**Extract provided**
God didn’t just create us—He is still making us.
And like anything being formed, there’s shaping, pressing, stretching. Becoming isn’t always beautiful. But it is holy.
We can trace the same process in the way God reveals Himself. In Isaiah, He says:
“I have declared, I have saved, and I have proclaimed...” (Isa. 43:12)
He declares the end from the beginning.
He saves us in the middle.
He proclaims His work when it is finished.
And His proclamation is always the same: that He is the LORD God—gracious and merciful, slow to anger, abundant in love, and faithful, faithful, faithful.
There’s a rhythm to this:
Intention → Formation → Manifestation.
Even Jesus Himself followed this path.
“For the joy set before Him, He endured the cross, despising the shame...” (Heb. 12:2)
He saw what was coming—what had been declared of Him beforehand in the Scriptures—and it gave Him strength to walk through what was.
This is what we must hold on to in our own journey. The pain, the shame, the not-there-yet stage—it’s all part of the making. But it's not the end. The joy set before us is this:
That we will be made fully in His image.
That we will walk in the blessing God gave humanity from the beginning:
“Be fruitful, multiply, replenish the earth, subdue it, and have dominion...” (Gen. 1:28)
He is taking us to completion.
And maybe it’s not just about trusting the process for ourselves—
Maybe it’s also about giving others the same grace.
A lump of clay on the wheel doesn’t look like a masterpiece in its early spins. A slab of stone under the chisel doesn’t look like a statue while the hammer is striking. The shaping hurts. The pressing feels unfair. But it’s all working—a far more exceeding and eternal weight of glory (2 Cor. 4:17).
“Only a fool answers a matter before he hears it...” (Prov. 18:13)

**Records of labeled boxes**
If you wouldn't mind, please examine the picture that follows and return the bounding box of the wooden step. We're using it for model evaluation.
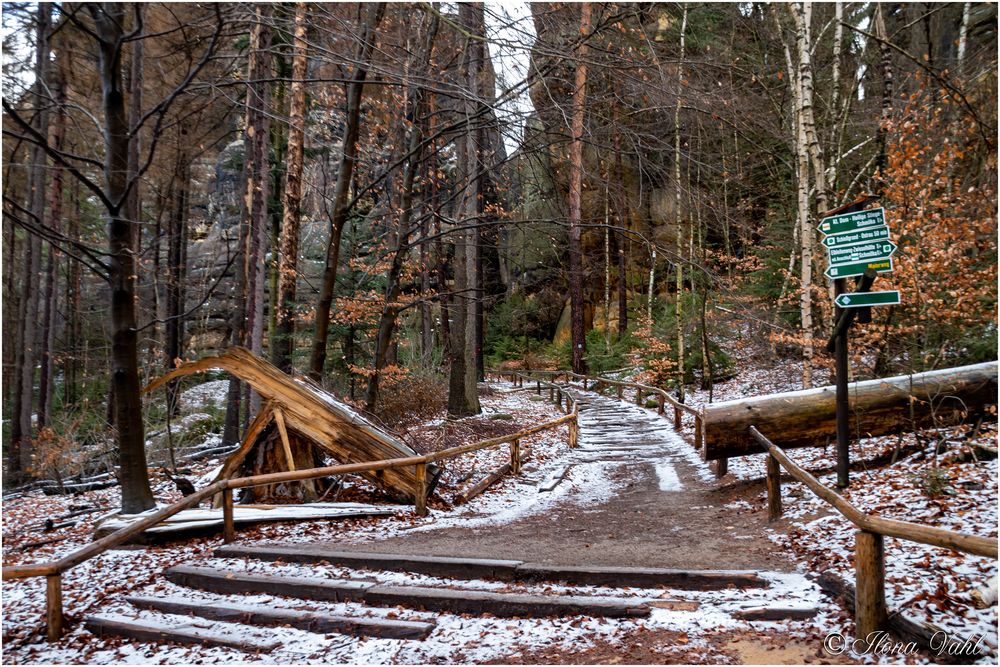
[365,586,650,618]
[164,565,375,602]
[166,565,649,617]
[84,615,281,653]
[517,563,768,591]
[126,596,435,639]
[215,544,768,590]
[215,544,521,581]
[733,607,818,621]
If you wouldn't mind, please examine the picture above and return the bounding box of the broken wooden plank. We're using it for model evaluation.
[84,616,281,653]
[125,596,435,639]
[538,464,573,493]
[143,347,440,503]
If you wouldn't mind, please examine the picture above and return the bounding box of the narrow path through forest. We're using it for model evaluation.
[308,391,794,571]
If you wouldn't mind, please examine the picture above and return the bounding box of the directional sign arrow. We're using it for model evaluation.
[819,208,885,240]
[833,290,899,308]
[823,225,889,248]
[828,241,897,266]
[824,257,892,280]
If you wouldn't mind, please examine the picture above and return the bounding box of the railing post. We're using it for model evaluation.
[510,440,521,475]
[45,574,62,642]
[767,454,781,521]
[413,463,427,516]
[854,530,888,642]
[222,487,236,544]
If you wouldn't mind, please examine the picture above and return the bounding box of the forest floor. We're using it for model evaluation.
[3,368,997,664]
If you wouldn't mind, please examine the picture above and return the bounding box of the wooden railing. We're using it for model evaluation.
[2,374,579,641]
[750,426,997,641]
[491,370,704,451]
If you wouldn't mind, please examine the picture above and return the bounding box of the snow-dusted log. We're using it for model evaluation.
[972,574,997,609]
[704,361,997,460]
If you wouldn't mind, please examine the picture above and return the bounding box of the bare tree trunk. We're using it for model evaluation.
[163,139,191,416]
[270,2,309,373]
[38,60,66,431]
[309,2,385,380]
[569,2,590,373]
[365,13,439,412]
[793,27,813,389]
[448,3,485,416]
[672,5,687,402]
[90,3,155,514]
[875,3,894,193]
[7,3,52,481]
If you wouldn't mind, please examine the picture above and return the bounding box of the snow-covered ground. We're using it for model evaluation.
[2,378,997,664]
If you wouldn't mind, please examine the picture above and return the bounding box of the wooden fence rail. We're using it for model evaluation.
[2,373,579,641]
[750,426,997,640]
[490,370,704,456]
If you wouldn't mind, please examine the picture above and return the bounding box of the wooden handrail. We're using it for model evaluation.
[504,370,701,417]
[750,426,997,558]
[0,373,578,641]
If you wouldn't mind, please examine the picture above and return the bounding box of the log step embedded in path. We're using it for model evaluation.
[215,544,768,590]
[166,565,650,618]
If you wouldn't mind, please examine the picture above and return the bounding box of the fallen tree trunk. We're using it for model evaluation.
[704,361,997,460]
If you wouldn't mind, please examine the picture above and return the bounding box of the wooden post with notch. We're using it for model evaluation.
[45,574,63,642]
[767,454,781,521]
[222,488,236,544]
[854,530,889,643]
[413,463,427,516]
[510,440,521,475]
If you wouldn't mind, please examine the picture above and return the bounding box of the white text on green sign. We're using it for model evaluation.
[823,225,889,248]
[834,290,899,308]
[829,241,896,266]
[819,208,885,239]
[824,258,892,280]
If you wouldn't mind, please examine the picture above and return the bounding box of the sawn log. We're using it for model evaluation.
[704,361,997,461]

**Exercise tasks**
• 1. According to the reflection, what rhythm does God's work follow?
• 2. Reproduce the portion of the reflection starting with "God didn’t just" and going on through "it is holy.".
Rely only on the reflection to complete the work.

**Solved tasks**
• 1. Intention → Formation → Manifestation.

• 2.
God didn’t just create us—He is still making us.
And like anything being formed, there’s shaping, pressing, stretching. Becoming isn’t always beautiful. But it is holy.